▶ WHAT TO WORK ON: Your copy of the listing should be exact and should contain no pictures.

▶ STORED DATA:
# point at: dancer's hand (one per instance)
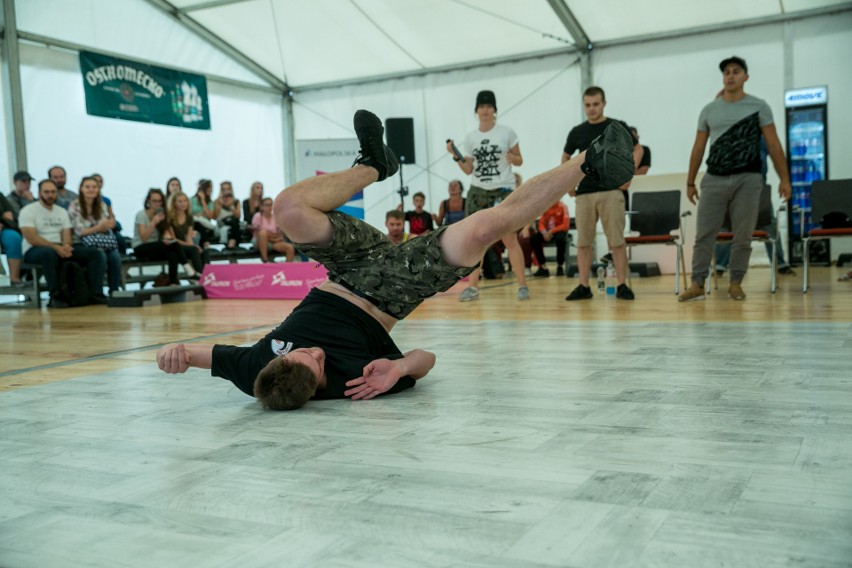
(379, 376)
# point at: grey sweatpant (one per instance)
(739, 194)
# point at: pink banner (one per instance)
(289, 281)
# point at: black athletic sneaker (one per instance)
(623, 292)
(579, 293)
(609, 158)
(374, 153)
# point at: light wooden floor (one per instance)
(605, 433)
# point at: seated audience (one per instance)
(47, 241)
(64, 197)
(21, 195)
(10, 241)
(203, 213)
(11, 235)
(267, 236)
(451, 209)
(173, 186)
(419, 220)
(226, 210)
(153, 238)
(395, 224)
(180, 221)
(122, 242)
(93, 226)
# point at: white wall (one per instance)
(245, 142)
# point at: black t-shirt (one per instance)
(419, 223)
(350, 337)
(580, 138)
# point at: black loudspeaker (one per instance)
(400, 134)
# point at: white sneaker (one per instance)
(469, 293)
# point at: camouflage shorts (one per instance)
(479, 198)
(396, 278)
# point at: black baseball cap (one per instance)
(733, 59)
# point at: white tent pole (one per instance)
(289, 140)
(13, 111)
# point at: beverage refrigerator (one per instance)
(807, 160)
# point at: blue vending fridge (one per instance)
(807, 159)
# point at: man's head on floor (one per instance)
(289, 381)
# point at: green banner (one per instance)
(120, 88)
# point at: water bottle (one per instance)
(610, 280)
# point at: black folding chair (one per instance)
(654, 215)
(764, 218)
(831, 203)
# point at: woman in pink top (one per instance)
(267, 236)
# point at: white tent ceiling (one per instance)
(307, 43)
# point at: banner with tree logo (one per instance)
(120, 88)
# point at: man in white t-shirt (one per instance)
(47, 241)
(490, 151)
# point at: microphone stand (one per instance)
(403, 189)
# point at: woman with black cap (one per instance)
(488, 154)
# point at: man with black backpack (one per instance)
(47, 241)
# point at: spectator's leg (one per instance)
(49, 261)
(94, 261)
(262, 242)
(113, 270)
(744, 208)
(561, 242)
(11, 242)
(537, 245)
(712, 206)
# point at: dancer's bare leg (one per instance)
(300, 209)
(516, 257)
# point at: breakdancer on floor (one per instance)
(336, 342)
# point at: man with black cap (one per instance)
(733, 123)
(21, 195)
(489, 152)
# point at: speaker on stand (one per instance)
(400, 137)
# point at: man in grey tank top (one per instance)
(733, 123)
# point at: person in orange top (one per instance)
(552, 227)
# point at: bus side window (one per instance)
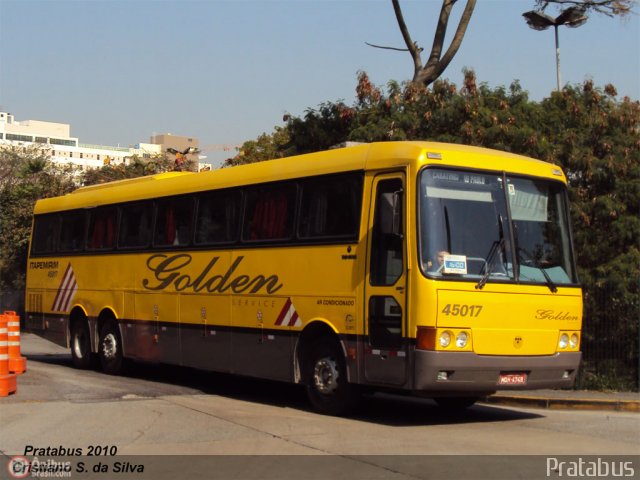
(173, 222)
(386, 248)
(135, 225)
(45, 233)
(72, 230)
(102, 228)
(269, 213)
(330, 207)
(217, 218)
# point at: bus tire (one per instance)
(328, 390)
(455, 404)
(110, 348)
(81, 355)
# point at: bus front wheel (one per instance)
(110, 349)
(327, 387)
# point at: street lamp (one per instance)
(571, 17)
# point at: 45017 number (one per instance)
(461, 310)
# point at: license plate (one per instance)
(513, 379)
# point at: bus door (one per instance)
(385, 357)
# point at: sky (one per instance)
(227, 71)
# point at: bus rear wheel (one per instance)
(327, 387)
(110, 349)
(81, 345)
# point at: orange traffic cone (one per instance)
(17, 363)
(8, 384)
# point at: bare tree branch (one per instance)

▶ SOLUTION:
# point at: dancer's hand (one per instance)
(379, 376)
# point at: grey sweatpant (one per instance)
(739, 194)
# point at: pink banner (one per instance)
(289, 281)
# point at: black athletic sneaker (one per instance)
(623, 292)
(579, 293)
(609, 158)
(374, 153)
# point at: light wooden floor (one per instance)
(605, 433)
# point at: seated audience (one per instance)
(47, 241)
(64, 197)
(21, 195)
(10, 241)
(203, 213)
(11, 235)
(267, 236)
(451, 209)
(173, 186)
(419, 220)
(226, 210)
(153, 238)
(395, 224)
(180, 221)
(122, 242)
(93, 226)
# point at: white wall (one per instance)
(245, 142)
# point at: black t-shirt (one per instance)
(419, 223)
(350, 337)
(580, 138)
# point at: black loudspeaker (one per instance)
(400, 134)
# point at: white sneaker (one per instance)
(469, 293)
# point at: camouflage shorts (one per instance)
(479, 198)
(396, 278)
# point at: black baseball cap (one per instance)
(733, 59)
# point at: white tent pole (one per instance)
(289, 140)
(13, 111)
# point at: beverage refrigerator (one per instance)
(807, 160)
# point at: blue vending fridge (one per instance)
(807, 159)
# point at: man's head on floor (one per instance)
(289, 381)
# point at: green banner (one per instance)
(120, 88)
# point at: water bottle (one per instance)
(610, 280)
# point at: black folding chair (one per instance)
(654, 215)
(764, 218)
(831, 203)
# point at: woman in pink top (one per instance)
(267, 236)
# point at: white tent ceiling (one per instance)
(307, 43)
# point at: banner with tree logo (one per instance)
(120, 88)
# point at: man in white t-shirt (one per instance)
(47, 241)
(490, 151)
# point at: microphone stand (one per instance)
(403, 189)
# point at: woman with black cap (one per instance)
(488, 154)
# point at: man with black backpack (one per instance)
(47, 241)
# point at: spectator's leg (one per instance)
(49, 261)
(94, 261)
(262, 242)
(113, 270)
(744, 208)
(561, 242)
(11, 242)
(537, 245)
(712, 206)
# point at: dancer's bare leg (one per instance)
(300, 209)
(516, 257)
# point at: breakdancer on floor (one per instance)
(336, 342)
# point at: man with black cap (one per instance)
(733, 123)
(21, 195)
(489, 152)
# point at: speaker on stand (one per instance)
(400, 137)
# point at: man in grey tank top (one per instance)
(733, 123)
# point at: person in orange top (one per instance)
(552, 227)
# point at: bus side window (one per instance)
(173, 222)
(386, 248)
(135, 225)
(45, 233)
(72, 230)
(102, 228)
(269, 213)
(330, 207)
(217, 218)
# point at: bus tire (one per instance)
(328, 390)
(455, 404)
(110, 348)
(81, 355)
# point at: bus front wheel (one per instance)
(110, 349)
(327, 387)
# point at: street lamp (one per instance)
(571, 17)
# point at: 45017 number (one per instance)
(461, 310)
# point at: license plate (one per instance)
(513, 379)
# point at: bus door (one per instance)
(385, 357)
# point at: sky (one per instance)
(227, 71)
# point at: bus rear wheel (one per instance)
(327, 387)
(110, 349)
(81, 345)
# point at: orange traffic cone (one per instance)
(17, 363)
(8, 384)
# point at: bare tree branch (one per instance)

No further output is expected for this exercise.